Lines of data
:::::
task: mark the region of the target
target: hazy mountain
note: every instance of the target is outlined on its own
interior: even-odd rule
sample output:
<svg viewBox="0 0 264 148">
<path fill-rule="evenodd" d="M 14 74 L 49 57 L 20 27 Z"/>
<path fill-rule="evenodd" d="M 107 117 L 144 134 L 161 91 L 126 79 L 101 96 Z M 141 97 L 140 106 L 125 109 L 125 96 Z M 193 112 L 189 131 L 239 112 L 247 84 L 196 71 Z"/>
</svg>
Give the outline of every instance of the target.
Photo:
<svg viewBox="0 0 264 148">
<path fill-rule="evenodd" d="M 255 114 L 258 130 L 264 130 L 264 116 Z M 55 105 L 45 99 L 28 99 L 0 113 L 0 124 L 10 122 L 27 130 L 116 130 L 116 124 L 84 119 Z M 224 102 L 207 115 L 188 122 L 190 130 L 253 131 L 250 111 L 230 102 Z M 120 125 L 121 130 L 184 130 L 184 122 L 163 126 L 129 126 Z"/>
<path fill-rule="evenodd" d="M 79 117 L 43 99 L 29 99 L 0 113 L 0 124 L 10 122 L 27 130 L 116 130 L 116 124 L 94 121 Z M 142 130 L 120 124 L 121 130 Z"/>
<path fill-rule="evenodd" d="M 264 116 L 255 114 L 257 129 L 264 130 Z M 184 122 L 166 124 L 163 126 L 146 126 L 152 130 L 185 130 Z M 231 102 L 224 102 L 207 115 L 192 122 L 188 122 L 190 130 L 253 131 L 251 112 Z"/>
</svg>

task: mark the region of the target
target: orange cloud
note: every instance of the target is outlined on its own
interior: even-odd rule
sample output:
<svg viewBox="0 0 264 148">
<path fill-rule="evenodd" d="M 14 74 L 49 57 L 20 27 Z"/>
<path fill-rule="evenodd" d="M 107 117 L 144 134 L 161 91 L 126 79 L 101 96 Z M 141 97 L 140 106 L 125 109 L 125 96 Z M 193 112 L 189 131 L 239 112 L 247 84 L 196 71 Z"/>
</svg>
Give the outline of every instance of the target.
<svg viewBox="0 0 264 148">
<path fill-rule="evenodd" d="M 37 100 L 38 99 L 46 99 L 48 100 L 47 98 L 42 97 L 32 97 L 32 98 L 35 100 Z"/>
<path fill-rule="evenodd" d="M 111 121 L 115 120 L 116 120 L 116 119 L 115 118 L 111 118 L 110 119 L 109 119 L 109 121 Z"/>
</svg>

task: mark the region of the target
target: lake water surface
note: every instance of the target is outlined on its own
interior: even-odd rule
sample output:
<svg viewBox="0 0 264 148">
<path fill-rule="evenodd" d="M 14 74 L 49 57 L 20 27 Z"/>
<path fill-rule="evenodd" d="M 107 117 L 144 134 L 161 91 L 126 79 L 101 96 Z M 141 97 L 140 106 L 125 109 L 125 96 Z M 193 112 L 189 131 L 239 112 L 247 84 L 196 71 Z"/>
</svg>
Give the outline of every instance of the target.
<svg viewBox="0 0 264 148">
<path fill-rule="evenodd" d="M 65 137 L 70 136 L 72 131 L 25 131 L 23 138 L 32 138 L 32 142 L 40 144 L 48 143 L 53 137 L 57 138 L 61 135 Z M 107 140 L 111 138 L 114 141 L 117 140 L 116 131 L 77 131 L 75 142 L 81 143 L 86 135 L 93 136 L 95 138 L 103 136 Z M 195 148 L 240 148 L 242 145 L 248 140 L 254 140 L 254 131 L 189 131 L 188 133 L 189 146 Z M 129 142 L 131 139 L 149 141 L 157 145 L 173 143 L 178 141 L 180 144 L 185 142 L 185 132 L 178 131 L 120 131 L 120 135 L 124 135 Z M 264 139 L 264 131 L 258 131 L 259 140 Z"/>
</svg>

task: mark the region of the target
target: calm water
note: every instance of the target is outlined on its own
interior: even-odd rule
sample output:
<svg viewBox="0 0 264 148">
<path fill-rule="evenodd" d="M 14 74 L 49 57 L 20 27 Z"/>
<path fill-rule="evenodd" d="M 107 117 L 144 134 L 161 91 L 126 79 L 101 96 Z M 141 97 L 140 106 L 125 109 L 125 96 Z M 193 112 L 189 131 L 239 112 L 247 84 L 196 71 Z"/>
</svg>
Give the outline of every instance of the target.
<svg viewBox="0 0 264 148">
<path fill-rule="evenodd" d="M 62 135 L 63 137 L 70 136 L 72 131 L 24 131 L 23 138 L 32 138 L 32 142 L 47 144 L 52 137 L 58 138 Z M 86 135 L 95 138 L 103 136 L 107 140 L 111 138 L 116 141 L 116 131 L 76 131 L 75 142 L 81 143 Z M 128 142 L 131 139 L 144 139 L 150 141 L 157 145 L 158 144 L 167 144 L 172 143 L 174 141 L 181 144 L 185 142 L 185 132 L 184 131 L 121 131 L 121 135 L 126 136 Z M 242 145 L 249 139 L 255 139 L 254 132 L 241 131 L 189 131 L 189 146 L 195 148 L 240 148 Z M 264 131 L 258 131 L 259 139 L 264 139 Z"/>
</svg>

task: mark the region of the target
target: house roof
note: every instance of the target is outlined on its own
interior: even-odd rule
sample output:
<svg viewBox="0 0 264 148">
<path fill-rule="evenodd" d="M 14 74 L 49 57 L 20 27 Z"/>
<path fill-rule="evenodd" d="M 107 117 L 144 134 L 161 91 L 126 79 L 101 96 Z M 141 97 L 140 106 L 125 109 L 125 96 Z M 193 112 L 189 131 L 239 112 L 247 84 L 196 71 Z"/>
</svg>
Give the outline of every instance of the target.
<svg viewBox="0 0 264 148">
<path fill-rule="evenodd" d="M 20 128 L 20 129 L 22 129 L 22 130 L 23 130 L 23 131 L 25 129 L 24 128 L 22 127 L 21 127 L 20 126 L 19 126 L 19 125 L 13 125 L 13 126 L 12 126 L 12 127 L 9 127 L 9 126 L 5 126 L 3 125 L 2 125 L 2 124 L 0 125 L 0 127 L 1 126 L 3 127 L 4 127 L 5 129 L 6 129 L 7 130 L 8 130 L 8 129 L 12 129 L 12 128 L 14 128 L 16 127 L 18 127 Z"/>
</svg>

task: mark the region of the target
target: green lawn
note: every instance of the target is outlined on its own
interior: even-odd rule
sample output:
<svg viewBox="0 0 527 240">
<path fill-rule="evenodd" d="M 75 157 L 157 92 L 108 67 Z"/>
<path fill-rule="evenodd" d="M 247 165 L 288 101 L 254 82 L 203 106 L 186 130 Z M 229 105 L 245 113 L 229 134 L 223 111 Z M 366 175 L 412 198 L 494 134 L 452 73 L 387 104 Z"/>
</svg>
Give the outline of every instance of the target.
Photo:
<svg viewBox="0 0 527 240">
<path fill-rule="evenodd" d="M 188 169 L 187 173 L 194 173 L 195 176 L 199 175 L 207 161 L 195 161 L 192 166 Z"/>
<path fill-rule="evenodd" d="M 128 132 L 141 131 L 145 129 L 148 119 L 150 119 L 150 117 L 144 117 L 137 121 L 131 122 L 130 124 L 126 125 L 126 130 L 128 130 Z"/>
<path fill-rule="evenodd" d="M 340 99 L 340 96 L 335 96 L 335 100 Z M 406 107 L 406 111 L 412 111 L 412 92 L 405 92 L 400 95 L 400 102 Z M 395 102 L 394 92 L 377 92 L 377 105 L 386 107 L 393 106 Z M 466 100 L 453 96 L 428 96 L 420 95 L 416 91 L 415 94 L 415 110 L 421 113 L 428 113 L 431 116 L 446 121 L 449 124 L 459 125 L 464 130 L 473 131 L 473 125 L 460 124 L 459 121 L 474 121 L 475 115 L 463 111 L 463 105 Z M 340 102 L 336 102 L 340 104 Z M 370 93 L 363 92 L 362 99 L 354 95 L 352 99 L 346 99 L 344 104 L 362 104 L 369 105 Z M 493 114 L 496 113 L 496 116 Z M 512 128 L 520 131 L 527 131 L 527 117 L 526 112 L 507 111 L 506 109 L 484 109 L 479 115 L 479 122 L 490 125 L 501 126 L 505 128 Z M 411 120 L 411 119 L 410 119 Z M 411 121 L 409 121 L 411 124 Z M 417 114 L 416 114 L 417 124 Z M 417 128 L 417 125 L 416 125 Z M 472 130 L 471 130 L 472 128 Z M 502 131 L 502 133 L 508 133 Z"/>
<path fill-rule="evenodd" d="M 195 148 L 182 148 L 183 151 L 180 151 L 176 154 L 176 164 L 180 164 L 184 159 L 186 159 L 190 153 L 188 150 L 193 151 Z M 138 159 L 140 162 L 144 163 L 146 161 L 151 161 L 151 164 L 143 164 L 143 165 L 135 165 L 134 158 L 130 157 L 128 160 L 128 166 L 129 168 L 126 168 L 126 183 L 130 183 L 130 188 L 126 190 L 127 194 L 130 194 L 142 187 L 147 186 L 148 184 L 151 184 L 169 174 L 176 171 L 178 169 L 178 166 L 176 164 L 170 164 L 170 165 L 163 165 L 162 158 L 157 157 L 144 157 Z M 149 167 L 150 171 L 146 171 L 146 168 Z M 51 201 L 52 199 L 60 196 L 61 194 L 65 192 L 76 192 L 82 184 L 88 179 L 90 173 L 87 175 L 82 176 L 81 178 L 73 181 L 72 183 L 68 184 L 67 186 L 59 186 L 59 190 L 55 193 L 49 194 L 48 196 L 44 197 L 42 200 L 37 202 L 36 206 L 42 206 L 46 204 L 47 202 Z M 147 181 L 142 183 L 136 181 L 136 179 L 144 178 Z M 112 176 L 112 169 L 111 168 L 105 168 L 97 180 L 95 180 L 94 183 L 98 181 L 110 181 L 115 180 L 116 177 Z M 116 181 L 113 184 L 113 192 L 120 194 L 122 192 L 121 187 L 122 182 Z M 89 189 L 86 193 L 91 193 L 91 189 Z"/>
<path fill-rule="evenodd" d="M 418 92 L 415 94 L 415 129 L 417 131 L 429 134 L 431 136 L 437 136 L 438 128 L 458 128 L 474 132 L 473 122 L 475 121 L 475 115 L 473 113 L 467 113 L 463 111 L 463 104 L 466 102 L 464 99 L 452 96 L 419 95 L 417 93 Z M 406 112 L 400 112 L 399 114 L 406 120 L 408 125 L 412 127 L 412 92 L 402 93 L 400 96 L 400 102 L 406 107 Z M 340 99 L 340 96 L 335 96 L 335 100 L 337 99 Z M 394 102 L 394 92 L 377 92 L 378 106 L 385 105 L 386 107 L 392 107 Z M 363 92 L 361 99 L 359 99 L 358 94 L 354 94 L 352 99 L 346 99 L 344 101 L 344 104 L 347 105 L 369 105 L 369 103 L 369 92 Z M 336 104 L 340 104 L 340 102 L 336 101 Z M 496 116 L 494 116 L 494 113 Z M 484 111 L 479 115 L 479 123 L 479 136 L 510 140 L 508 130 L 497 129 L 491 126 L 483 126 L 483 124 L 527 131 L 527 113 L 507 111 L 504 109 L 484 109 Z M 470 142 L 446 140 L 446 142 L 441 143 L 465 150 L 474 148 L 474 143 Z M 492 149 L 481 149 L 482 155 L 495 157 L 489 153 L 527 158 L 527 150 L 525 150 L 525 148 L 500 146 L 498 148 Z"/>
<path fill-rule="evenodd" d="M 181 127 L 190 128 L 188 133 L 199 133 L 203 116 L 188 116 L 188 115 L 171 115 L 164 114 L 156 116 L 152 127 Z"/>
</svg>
:::::
WORK TO BE COMPLETED. Reproduce the items from the beginning through the line containing "79 117 L 43", swapping "hazy mountain" for "distant mountain" and leaving everything else untouched.

FINISHED EXERCISE.
task: mark the region of the target
target: distant mountain
note: every instance of the target is outlined on its own
interior: even-odd rule
sample output:
<svg viewBox="0 0 264 148">
<path fill-rule="evenodd" d="M 14 74 L 49 57 L 20 27 Z"/>
<path fill-rule="evenodd" d="M 107 117 L 144 134 L 161 91 L 126 79 L 101 96 Z M 141 97 L 140 106 L 125 109 L 125 96 Z M 193 112 L 189 131 L 239 112 L 247 84 L 196 71 Z"/>
</svg>
Give the outline of every instance of the target.
Photo:
<svg viewBox="0 0 264 148">
<path fill-rule="evenodd" d="M 255 114 L 258 130 L 264 130 L 264 116 Z M 55 105 L 45 99 L 28 99 L 0 113 L 0 124 L 10 122 L 27 130 L 116 130 L 116 124 L 84 119 Z M 224 102 L 207 115 L 188 122 L 190 130 L 253 131 L 250 111 L 230 102 Z M 120 125 L 121 130 L 184 130 L 184 122 L 163 126 L 129 126 Z"/>
<path fill-rule="evenodd" d="M 79 117 L 43 99 L 29 99 L 0 113 L 0 124 L 10 122 L 27 130 L 116 130 L 116 124 L 94 121 Z M 142 130 L 120 124 L 121 130 Z"/>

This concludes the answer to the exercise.